*About this exercise*.
Here is the listing. Report each line in it that contains the string "sample".

*Data to use*.
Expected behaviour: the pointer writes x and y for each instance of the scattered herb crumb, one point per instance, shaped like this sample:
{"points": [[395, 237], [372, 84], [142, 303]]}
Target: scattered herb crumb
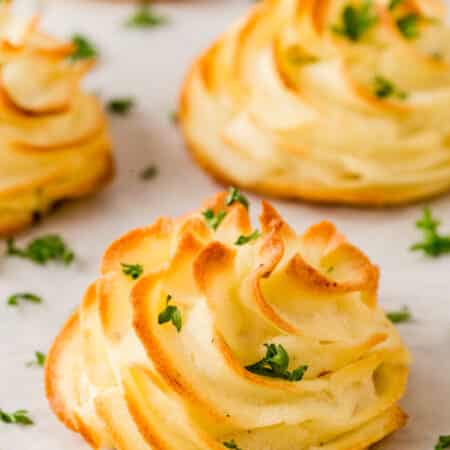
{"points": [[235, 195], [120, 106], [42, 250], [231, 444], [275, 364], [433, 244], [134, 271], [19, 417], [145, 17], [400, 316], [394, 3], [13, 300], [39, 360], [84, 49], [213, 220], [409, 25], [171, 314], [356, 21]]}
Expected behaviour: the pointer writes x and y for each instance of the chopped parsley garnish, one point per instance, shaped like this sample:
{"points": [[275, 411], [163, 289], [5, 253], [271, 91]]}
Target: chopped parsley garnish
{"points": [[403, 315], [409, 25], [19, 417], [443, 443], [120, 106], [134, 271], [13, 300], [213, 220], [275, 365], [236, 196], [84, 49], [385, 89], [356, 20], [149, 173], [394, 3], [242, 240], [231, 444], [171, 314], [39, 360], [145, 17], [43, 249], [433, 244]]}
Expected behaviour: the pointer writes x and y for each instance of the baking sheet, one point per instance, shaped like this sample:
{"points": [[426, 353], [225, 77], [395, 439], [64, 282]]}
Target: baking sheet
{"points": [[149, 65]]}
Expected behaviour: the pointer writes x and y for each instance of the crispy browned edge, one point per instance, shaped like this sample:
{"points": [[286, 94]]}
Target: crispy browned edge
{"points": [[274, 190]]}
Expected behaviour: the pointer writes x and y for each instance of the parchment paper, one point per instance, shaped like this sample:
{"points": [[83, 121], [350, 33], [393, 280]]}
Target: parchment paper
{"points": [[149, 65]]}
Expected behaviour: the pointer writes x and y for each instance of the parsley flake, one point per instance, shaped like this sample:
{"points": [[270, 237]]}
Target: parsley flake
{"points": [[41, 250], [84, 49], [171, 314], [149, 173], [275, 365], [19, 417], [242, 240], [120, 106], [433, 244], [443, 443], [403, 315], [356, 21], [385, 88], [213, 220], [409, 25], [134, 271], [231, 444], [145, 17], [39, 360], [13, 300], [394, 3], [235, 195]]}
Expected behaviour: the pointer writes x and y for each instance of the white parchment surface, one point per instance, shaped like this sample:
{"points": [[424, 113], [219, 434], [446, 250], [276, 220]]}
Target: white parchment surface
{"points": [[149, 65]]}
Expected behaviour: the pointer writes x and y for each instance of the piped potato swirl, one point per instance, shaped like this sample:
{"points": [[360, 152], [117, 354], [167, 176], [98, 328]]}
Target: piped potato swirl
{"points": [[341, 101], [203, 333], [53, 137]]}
---
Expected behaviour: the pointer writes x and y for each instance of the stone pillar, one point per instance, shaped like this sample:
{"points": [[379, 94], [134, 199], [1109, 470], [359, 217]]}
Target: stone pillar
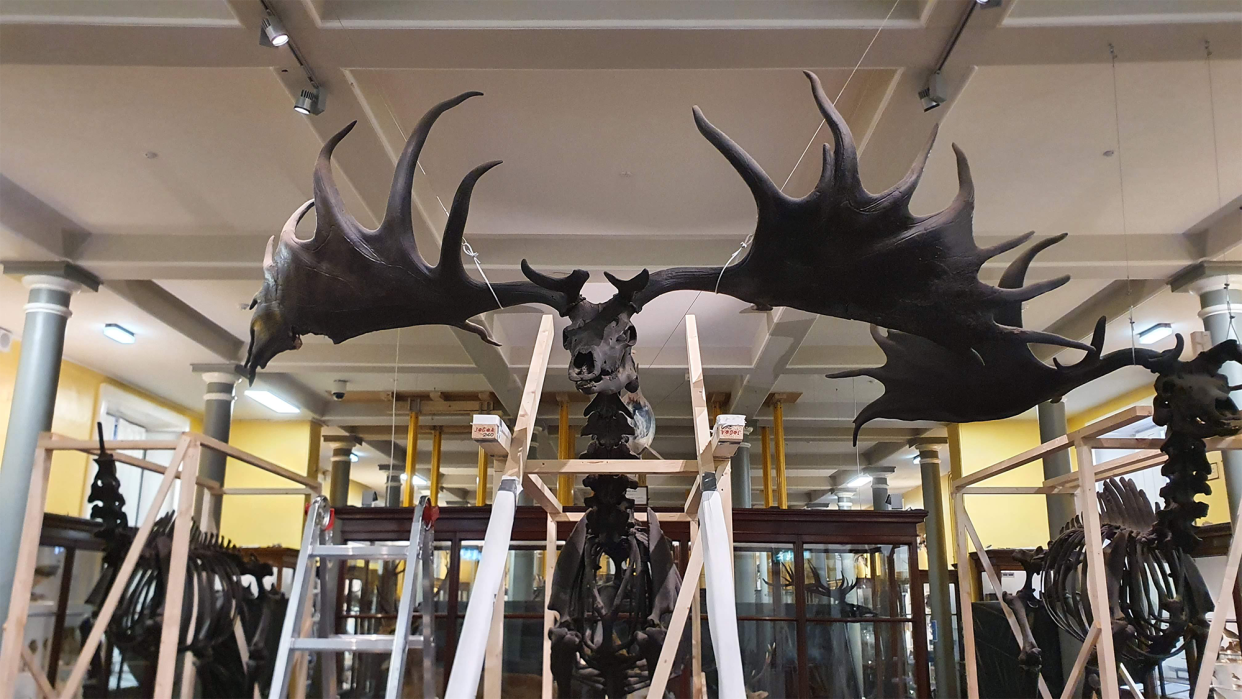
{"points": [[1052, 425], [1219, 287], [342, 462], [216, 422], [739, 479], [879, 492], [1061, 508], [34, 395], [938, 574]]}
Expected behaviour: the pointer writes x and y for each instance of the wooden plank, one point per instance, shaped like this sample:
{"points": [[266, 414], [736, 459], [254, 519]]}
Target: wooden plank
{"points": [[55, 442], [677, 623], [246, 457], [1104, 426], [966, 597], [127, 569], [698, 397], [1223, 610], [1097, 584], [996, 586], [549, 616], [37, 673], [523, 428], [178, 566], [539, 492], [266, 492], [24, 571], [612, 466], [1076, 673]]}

*Result for this exercise*.
Expected behaviour: the pointer writes x and y for each instance of the scattered herb crumb, one point per instance, shaped like this sample:
Expected behaviour: the pointer writes x and y for each instance of the chopped parsley garnish, one point per instance, shaped like this sample:
Expected behaviour: the pointer writes x and y for each instance of the baking sheet, one point per instance, shaped like this sample:
Expected behaviour: the pointer writes x and y for each instance of the crispy browned edge, one point per instance, shaped like this sample:
Expected behaviour: the pointer writes x and y for each instance of the parchment paper, one point per instance, shaped like this sample:
Expected behaviour: the pointer writes x and y for each instance of the parsley flake, one point per instance, shaped like this sample:
Expected behaviour: the pointer writes x and y for each instance of the white parchment surface, one point per instance, shaped like this sample:
Expected behaviour: the pointer writes x and y for each instance of the piped potato swirl, one point per instance, shaped like this sample:
Expected behaviour: the pointer writes x and y for each instance of the stone pillar, one point per instance, shaped like this sample:
Expected behaviour: the pointer writes x and y for each instance of the wooden plank, one point per instance, shaped like this sample:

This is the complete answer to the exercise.